DATA UNDER STUDY -
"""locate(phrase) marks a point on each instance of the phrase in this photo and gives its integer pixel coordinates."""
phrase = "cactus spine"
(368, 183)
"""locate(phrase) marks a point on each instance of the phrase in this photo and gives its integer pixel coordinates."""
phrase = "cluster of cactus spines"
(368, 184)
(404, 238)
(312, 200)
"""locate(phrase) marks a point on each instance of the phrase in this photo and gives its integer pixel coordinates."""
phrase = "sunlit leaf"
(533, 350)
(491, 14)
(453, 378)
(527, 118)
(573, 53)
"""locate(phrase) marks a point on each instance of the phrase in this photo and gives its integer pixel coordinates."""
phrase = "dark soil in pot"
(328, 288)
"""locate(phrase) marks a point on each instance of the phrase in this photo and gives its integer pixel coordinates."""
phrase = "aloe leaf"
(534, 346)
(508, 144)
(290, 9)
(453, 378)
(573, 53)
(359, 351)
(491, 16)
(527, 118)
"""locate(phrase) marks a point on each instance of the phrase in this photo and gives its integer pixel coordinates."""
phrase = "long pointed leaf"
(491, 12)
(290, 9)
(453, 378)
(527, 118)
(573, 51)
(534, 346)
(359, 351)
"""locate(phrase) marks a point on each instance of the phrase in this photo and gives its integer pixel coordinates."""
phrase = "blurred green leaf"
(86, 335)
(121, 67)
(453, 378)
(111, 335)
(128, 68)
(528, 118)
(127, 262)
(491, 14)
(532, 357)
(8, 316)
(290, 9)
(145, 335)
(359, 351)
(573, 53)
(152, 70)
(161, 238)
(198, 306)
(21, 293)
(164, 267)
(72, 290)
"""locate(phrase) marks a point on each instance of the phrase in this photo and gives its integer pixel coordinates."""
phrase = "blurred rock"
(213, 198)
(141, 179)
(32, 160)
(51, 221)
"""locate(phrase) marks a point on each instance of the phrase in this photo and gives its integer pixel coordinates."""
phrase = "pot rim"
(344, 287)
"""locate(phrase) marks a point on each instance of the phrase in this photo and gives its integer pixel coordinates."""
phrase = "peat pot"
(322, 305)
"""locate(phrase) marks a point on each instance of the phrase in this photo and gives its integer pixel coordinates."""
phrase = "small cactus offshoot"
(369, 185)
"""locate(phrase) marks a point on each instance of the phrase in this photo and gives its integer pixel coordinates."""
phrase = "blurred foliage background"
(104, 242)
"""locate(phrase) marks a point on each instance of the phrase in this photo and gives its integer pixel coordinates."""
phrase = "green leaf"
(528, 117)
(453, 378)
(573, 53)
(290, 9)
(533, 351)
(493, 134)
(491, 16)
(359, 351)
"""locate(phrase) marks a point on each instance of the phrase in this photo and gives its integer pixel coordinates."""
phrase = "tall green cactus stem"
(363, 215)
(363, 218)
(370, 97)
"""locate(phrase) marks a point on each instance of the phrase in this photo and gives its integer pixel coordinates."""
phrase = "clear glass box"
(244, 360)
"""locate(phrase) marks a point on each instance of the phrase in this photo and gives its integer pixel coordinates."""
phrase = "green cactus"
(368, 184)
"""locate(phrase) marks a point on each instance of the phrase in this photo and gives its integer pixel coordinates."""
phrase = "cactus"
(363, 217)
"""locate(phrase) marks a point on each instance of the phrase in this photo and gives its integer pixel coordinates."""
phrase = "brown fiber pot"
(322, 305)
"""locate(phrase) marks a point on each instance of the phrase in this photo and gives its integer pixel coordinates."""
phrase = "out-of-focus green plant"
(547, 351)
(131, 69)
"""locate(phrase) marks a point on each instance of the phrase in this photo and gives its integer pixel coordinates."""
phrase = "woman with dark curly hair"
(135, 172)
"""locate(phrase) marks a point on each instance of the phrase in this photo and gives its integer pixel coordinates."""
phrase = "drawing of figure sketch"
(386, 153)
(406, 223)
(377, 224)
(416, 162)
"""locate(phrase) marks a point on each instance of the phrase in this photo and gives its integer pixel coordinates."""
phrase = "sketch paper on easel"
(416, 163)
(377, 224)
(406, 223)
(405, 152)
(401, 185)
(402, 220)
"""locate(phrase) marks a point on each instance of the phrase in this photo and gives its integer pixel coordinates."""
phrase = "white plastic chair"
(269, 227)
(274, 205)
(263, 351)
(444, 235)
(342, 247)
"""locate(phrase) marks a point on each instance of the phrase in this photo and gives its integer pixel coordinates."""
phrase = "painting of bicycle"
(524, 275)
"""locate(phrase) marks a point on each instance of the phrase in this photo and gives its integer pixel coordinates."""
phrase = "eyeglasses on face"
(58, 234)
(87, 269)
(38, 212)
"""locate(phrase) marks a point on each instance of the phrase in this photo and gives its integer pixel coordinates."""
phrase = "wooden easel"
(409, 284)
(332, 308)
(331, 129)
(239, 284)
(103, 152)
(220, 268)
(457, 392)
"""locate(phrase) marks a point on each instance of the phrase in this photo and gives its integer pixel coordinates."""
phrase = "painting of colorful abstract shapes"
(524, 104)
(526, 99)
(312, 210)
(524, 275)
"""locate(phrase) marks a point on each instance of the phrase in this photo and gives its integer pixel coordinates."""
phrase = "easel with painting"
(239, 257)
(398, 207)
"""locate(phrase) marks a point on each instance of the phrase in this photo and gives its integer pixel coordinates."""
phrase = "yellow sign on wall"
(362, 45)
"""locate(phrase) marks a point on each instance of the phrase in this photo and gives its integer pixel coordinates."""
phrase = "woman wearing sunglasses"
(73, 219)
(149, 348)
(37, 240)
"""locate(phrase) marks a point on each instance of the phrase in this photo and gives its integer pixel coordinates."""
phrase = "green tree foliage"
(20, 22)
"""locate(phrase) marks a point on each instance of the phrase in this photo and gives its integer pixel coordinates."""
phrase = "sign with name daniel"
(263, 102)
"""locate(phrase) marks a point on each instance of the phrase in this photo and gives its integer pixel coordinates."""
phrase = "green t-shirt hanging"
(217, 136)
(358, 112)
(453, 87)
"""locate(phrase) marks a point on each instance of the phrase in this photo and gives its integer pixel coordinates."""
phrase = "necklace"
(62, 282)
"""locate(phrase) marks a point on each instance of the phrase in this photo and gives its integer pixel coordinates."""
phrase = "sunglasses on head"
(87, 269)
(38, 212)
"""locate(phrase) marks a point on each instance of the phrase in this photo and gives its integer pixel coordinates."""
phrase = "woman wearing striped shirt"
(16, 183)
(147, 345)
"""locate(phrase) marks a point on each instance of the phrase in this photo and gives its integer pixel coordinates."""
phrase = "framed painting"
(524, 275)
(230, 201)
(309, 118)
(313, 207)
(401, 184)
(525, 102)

GOAL OF THE EXERCISE - The full set of entries must be restated exactly, with none omitted.

TASK OUTPUT -
"""locate(phrase) marks a point on each instance of the phrase in this photo and gives its integer pixel coordinates."""
phrase = "cactus spine"
(368, 183)
"""locate(phrase) marks a point on each instance of the phrase in this photo and gives its integer pixel coordinates."""
phrase = "cluster of cactus spines"
(368, 184)
(404, 238)
(312, 200)
"""locate(phrase) marks a point on each instance of the phrase in this photo and gives its integer pixel coordinates."""
phrase = "sunlit leaf"
(533, 350)
(491, 14)
(453, 378)
(527, 118)
(573, 53)
"""locate(phrase) marks a point on each instance of the phrase in this photo and gives its integer pixel coordinates."""
phrase = "dark soil in pot"
(328, 288)
"""locate(phrase) marks a point on each instance of the phrase in this photo and gives its integer pixel coordinates."""
phrase = "aloe leaf"
(534, 346)
(508, 144)
(290, 9)
(453, 378)
(573, 53)
(359, 351)
(491, 16)
(527, 118)
"""locate(phrase) marks a point on each instance of the phrase in this photo and gives its integer pixel coordinates."""
phrase = "long pointed leaf"
(491, 12)
(290, 9)
(453, 378)
(527, 118)
(573, 51)
(534, 346)
(359, 351)
"""locate(phrase) marks a point on each instance of the phrase in this photo and gives its integer pixel coordinates."""
phrase = "blurred green leaf"
(86, 335)
(121, 67)
(453, 378)
(111, 335)
(128, 68)
(528, 118)
(127, 262)
(491, 14)
(532, 357)
(8, 316)
(290, 9)
(145, 335)
(359, 351)
(573, 53)
(152, 70)
(161, 238)
(198, 306)
(21, 293)
(164, 267)
(72, 290)
"""locate(phrase) marks a point on each instance of the phrase in this photo and gives its integer pixel coordinates."""
phrase = "blurred rock"
(213, 198)
(141, 179)
(32, 160)
(51, 221)
"""locate(phrase) marks a point on each instance of the phrase in this photo and gives its integer pixel coordinates."""
phrase = "pot rim"
(344, 287)
"""locate(phrase) marks a point on each instance of the phrase in this photo and gives its integer pixel coordinates."""
phrase = "peat pot"
(322, 305)
"""locate(phrase) marks a point on each instance of the phrase in this photo and gives its integer pixel coordinates."""
phrase = "small cactus offshoot"
(369, 185)
"""locate(phrase) marks a point on each instance of the phrase in this photo and gives its integer pixel coordinates."""
phrase = "blurred foliage background"
(104, 242)
"""locate(phrase) marks a point on each instance of the phrase in this photo and gives its integer pixel coordinates."""
phrase = "green leaf"
(528, 117)
(453, 378)
(573, 53)
(290, 9)
(533, 351)
(493, 134)
(491, 16)
(359, 351)
"""locate(phrase) marks a point on each instance of the phrase in this photo and gives its integer pixel coordinates."""
phrase = "tall green cactus stem"
(363, 215)
(363, 218)
(370, 97)
"""locate(phrase) marks a point on each instance of the phrase in this photo and gives its integer pixel coordinates."""
phrase = "clear glass box"
(244, 360)
"""locate(phrase) marks a point on each instance of the phrase in this photo and gives its integer pixel coordinates."""
phrase = "green cactus"
(368, 184)
"""locate(phrase) marks a point on each instance of the phrase in this photo and gives its integer pixel coordinates."""
phrase = "cactus"
(363, 217)
"""locate(phrase) marks a point on each instance of the phrase in this photo and gives its integer pixel coordinates."""
phrase = "brown fiber pot"
(322, 305)
"""locate(phrase) marks a point on each instance of the phrase in this photo and gives its integer pixel coordinates."""
phrase = "out-of-focus green plant"
(547, 351)
(131, 69)
"""locate(phrase) marks a point on each instance of the phrase in this photo and gives its integer pixel coordinates."""
phrase = "woman with dark curly hair"
(135, 172)
"""locate(phrase) marks a point on each instance of the phrase in this photo and gives its integer pixel coordinates."""
phrase = "drawing of figure sketch"
(386, 153)
(406, 223)
(377, 224)
(416, 162)
"""locate(phrase) marks a point on each instance of the phrase in this photo and gives its integer pixel coordinates."""
phrase = "sketch paper on easel"
(416, 163)
(377, 224)
(406, 223)
(405, 152)
(401, 185)
(402, 220)
"""locate(phrase) marks a point on each instance of the phrase in this photo and gives its integer pixel coordinates."""
phrase = "white plastic chair"
(269, 227)
(274, 205)
(263, 351)
(444, 235)
(342, 247)
"""locate(phrase) marks a point on each instance of the phrase in this photo and gives its integer pixel coordinates."""
phrase = "painting of bicycle"
(524, 275)
"""locate(phrase) marks a point on each instance of the phrase in this photo and gives its integer pixel coordinates."""
phrase = "eyeglasses on face"
(58, 234)
(87, 269)
(38, 212)
"""locate(phrase) marks a point on each instance of the phrase in this photo and gives its integer pixel coordinates."""
phrase = "wooden easel"
(409, 284)
(332, 308)
(331, 129)
(239, 284)
(103, 152)
(220, 268)
(457, 392)
"""locate(phrase) marks a point on each instance of the phrase in this photo and gives its integer pixel coordinates."""
phrase = "painting of colorful abstract shapes"
(524, 104)
(526, 99)
(312, 210)
(524, 275)
"""locate(phrase) marks a point on each instance of the phrase in this photo and gives its integer pixel coordinates."""
phrase = "easel with painting"
(239, 257)
(398, 207)
"""locate(phrase) marks a point on each instance of the phrase in this photo and gives its integer pixel coordinates."""
phrase = "yellow sign on wall"
(362, 45)
"""locate(phrase) marks a point on each instance of the phrase in this photo and gives its integer pixel coordinates."""
phrase = "woman wearing sunglasses"
(73, 219)
(149, 348)
(37, 240)
"""locate(phrase) marks a point on each instance of the phrase in this photo and gives its integer pixel coordinates."""
phrase = "green tree foliage"
(20, 22)
"""locate(phrase) marks a point on each instance of the phrase in this photo and gives its integer pixel coordinates."""
phrase = "sign with name daniel"
(263, 102)
"""locate(phrase) marks a point on each instance of the phrase in this photo and gives its integer pixel coordinates."""
phrase = "green t-shirt hanging"
(217, 136)
(358, 112)
(453, 87)
"""locate(phrase) marks a point on each instance of the phrase in this photo and gives its integer pixel coordinates."""
phrase = "necklace"
(62, 282)
"""locate(phrase) marks a point on each instance of the phrase in this photo and gives its integer pixel coordinates."""
phrase = "sunglasses on head"
(87, 269)
(38, 212)
"""locate(phrase) marks a point on each instance of the phrase in this photo and gives its integer pixel coordinates."""
phrase = "woman wearing striped shirt"
(16, 183)
(147, 345)
"""locate(phrase) marks a point on each instance of the phrase in this photo and gives its integer pixel coordinates."""
phrase = "framed painting"
(524, 275)
(230, 201)
(309, 118)
(313, 207)
(401, 184)
(525, 102)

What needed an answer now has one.